* [WORK TO COMPLETE] Rewrite the stretch from the line containing "Look at the" through the end of the listing, replacing every occurrence of "green foliage" with "dense shrubbery" and keeping everything else unchanged.

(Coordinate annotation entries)

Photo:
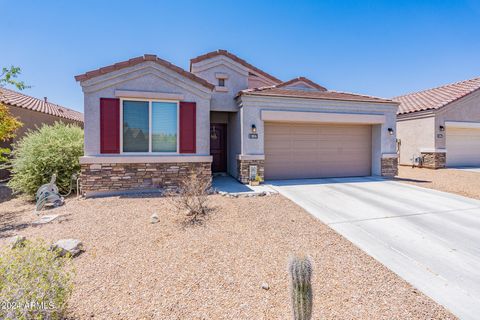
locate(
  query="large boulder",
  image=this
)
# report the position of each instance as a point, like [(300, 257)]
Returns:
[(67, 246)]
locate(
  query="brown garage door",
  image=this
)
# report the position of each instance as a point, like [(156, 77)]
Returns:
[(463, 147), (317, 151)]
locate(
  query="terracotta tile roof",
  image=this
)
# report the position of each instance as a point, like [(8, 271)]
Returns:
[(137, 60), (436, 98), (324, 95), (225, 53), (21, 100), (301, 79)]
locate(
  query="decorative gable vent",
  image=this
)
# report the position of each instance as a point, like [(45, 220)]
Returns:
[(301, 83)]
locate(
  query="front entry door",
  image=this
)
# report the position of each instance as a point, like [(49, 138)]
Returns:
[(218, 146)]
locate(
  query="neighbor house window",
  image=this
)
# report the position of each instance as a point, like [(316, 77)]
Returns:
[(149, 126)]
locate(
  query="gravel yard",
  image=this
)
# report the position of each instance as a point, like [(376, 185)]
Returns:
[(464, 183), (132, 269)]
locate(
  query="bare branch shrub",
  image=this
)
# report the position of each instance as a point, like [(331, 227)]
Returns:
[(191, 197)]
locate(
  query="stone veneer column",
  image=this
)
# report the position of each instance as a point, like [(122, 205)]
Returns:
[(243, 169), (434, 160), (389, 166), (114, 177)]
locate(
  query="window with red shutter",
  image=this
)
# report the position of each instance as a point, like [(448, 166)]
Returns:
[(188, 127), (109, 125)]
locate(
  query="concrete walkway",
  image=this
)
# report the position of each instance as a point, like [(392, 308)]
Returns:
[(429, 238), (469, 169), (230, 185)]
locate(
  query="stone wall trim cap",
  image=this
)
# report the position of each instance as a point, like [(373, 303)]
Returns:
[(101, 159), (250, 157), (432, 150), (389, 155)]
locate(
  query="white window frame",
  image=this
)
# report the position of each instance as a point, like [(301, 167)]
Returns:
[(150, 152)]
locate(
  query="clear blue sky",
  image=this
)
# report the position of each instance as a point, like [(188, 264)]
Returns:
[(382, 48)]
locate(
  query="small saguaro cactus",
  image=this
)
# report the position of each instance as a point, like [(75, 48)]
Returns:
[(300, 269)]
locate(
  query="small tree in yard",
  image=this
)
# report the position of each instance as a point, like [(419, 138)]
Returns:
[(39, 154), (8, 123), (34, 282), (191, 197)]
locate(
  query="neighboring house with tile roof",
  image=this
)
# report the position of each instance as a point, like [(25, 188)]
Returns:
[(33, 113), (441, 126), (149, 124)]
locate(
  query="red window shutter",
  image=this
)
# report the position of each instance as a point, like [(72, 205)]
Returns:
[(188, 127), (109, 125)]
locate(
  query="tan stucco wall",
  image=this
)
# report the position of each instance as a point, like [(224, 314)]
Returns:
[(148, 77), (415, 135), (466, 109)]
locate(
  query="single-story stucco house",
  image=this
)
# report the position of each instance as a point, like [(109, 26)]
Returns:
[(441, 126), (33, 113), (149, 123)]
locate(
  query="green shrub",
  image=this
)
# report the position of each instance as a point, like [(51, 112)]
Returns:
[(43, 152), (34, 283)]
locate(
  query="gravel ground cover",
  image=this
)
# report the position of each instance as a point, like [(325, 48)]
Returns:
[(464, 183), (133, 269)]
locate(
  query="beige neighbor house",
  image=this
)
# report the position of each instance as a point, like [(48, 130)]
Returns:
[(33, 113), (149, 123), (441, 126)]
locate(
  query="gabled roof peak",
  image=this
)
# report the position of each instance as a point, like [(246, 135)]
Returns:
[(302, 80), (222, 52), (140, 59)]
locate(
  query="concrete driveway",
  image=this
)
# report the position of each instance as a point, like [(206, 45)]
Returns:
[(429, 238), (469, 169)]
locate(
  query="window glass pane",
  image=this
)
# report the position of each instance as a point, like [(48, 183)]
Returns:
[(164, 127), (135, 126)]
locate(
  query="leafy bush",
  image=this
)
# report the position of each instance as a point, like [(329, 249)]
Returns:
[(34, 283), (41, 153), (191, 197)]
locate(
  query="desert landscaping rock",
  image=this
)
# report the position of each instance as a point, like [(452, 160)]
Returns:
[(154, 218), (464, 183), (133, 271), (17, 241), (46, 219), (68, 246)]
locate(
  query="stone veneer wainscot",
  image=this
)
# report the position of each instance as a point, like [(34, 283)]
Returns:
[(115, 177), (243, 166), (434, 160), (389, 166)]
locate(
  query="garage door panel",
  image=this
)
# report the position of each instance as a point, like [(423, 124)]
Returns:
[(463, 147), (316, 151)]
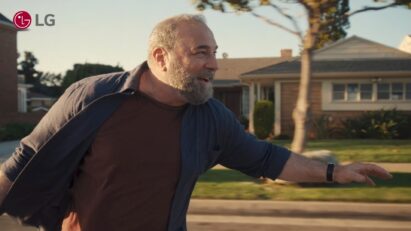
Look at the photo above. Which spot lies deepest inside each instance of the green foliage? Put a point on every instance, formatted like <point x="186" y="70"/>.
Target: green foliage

* [FINISHED EXERCISE]
Look at the photo above. Which spot lies deepest inside each instance of the dense shrubbery? Put a point on every instance, formatted like <point x="186" y="70"/>.
Target: dense shrubbery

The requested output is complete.